Assigned task :: Retype the listing exactly, so that the copy matches it line for line.

Data shown ::

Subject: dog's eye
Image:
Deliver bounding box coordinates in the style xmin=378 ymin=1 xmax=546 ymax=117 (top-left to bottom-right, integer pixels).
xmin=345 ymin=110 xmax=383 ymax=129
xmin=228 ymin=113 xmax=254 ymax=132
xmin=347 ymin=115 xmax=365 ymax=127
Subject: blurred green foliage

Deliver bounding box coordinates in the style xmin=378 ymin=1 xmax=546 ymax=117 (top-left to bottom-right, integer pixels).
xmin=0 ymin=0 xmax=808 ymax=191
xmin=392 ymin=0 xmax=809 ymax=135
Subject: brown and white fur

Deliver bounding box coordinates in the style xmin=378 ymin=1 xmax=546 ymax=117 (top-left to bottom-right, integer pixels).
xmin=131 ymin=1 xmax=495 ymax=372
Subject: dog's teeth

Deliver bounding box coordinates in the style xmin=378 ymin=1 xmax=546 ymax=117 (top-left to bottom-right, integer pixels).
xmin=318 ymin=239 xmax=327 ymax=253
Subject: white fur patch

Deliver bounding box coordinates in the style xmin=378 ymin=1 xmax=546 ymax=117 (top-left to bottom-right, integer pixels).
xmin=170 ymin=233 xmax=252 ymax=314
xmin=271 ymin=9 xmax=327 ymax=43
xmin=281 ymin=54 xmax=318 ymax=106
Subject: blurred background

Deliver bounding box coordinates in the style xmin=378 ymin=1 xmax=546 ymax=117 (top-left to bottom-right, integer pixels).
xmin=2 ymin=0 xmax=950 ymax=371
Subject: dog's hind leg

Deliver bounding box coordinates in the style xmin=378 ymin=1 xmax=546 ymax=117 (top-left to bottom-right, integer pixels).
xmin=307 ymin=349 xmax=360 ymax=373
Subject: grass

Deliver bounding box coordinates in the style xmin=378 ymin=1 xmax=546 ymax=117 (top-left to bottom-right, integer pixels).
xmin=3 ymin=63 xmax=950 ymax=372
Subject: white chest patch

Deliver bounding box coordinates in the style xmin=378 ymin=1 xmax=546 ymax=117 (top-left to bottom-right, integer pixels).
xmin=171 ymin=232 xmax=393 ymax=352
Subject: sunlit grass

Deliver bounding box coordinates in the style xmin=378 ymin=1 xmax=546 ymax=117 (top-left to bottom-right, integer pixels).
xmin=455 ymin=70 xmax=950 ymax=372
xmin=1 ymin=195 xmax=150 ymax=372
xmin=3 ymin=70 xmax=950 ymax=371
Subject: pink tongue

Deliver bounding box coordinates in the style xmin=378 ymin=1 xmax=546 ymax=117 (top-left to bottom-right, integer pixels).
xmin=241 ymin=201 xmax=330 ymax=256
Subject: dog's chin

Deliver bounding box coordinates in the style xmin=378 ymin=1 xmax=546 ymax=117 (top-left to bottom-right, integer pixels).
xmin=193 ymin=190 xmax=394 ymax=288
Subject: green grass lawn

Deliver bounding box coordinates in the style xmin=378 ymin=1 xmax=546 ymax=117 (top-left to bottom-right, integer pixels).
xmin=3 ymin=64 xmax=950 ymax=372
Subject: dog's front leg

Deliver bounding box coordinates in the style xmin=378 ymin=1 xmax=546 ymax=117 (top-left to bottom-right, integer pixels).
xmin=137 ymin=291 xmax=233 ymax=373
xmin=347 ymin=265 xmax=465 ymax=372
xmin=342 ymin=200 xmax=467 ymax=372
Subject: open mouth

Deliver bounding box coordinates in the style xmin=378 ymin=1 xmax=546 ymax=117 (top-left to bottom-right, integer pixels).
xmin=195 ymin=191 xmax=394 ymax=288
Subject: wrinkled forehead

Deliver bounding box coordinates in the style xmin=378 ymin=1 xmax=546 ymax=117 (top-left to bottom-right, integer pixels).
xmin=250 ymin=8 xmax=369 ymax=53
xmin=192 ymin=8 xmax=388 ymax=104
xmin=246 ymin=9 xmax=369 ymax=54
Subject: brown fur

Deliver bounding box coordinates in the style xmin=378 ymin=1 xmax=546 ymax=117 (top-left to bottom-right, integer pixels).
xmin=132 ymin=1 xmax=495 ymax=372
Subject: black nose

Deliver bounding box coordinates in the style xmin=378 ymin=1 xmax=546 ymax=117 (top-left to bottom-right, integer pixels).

Written response ::
Subject: dog's eye
Image:
Deliver bounding box coordinates in the style xmin=378 ymin=1 xmax=546 ymax=117 (top-left to bottom-right, integer pixels).
xmin=345 ymin=110 xmax=383 ymax=129
xmin=228 ymin=113 xmax=254 ymax=132
xmin=347 ymin=115 xmax=365 ymax=127
Subject: blurred green foliage

Deliver bounding box coordinates in the style xmin=378 ymin=1 xmax=546 ymax=117 (top-left to bottom-right, integer pixels).
xmin=0 ymin=0 xmax=808 ymax=191
xmin=392 ymin=0 xmax=809 ymax=135
Subject: brown and white fur

Deliver bounding box coordinates in the style xmin=378 ymin=1 xmax=546 ymax=117 (top-left to bottom-right, integer pixels).
xmin=131 ymin=1 xmax=495 ymax=372
Subject: dog's teeth

Deliver bounding box coordinates in the style xmin=378 ymin=1 xmax=546 ymax=117 (top-left to bottom-right, integer pixels).
xmin=318 ymin=239 xmax=327 ymax=253
Subject: white fur patch

Deliver bounding box coordinates in the style xmin=378 ymin=1 xmax=546 ymax=117 (top-left to bottom-right, integer pixels).
xmin=170 ymin=233 xmax=252 ymax=314
xmin=271 ymin=9 xmax=327 ymax=43
xmin=281 ymin=54 xmax=318 ymax=106
Subject: blurred background

Deliver bounding box coordinates in the style xmin=378 ymin=1 xmax=546 ymax=117 (top-left to bottom-right, integer pixels).
xmin=2 ymin=0 xmax=950 ymax=371
Subject: dog's hind leg

Deliver bounding box coordinates in the style xmin=378 ymin=1 xmax=546 ymax=117 (top-left to bottom-right, integer pixels).
xmin=307 ymin=349 xmax=360 ymax=373
Subject: grass

Deliver bounding box coordinates in the style xmin=378 ymin=1 xmax=546 ymax=117 (top-left to bottom-right, integer pixels).
xmin=3 ymin=63 xmax=950 ymax=372
Subject: white chest patch

Deliver bounding box coordinates in the style xmin=378 ymin=1 xmax=546 ymax=117 (top-left to bottom-right, integer pixels).
xmin=171 ymin=232 xmax=393 ymax=352
Subject: sunlit grass

Deliver bounding box coordinates in the style xmin=378 ymin=1 xmax=546 ymax=117 (top-left to bottom-right, integer pixels).
xmin=455 ymin=70 xmax=950 ymax=372
xmin=1 ymin=195 xmax=150 ymax=372
xmin=3 ymin=70 xmax=950 ymax=371
Subject: pink tongue

Deliver bounding box coordinates in the style xmin=378 ymin=1 xmax=546 ymax=117 (top-left to bottom-right, integer pixels).
xmin=241 ymin=201 xmax=330 ymax=256
Subject: dog's chin

Deliver bounding box coordinates in the style xmin=378 ymin=1 xmax=546 ymax=117 (top-left to bottom-right, integer pixels).
xmin=193 ymin=190 xmax=394 ymax=288
Subject: green grass lawn

Deliver bounding box coordinates in the style xmin=378 ymin=1 xmax=546 ymax=117 (top-left to bottom-right, integer pixels).
xmin=3 ymin=64 xmax=950 ymax=372
Subject: dog's front leg

Deliver bounding box coordinates in the style xmin=378 ymin=1 xmax=546 ymax=117 (top-left to bottom-right, integer pixels).
xmin=137 ymin=291 xmax=233 ymax=373
xmin=347 ymin=265 xmax=465 ymax=372
xmin=342 ymin=200 xmax=467 ymax=372
Subject: open mouth

Deliver bounding box coordinates in the style xmin=378 ymin=1 xmax=546 ymax=117 (top-left to bottom-right, integer pixels).
xmin=195 ymin=191 xmax=394 ymax=288
Subject: wrinkled forehead

Deliver bounding box coordinates in the style xmin=378 ymin=1 xmax=546 ymax=117 (top-left to bottom-right, integer pixels).
xmin=250 ymin=8 xmax=369 ymax=53
xmin=192 ymin=8 xmax=388 ymax=104
xmin=246 ymin=9 xmax=369 ymax=54
Subject: brown fur

Deliver bounding box coordinates in the style xmin=378 ymin=1 xmax=546 ymax=117 (top-left to bottom-right, integer pixels).
xmin=132 ymin=1 xmax=495 ymax=372
Subject: black nose

Deliver bounding box coordinates in the style xmin=378 ymin=1 xmax=546 ymax=117 (top-left to bottom-right, integer pixels).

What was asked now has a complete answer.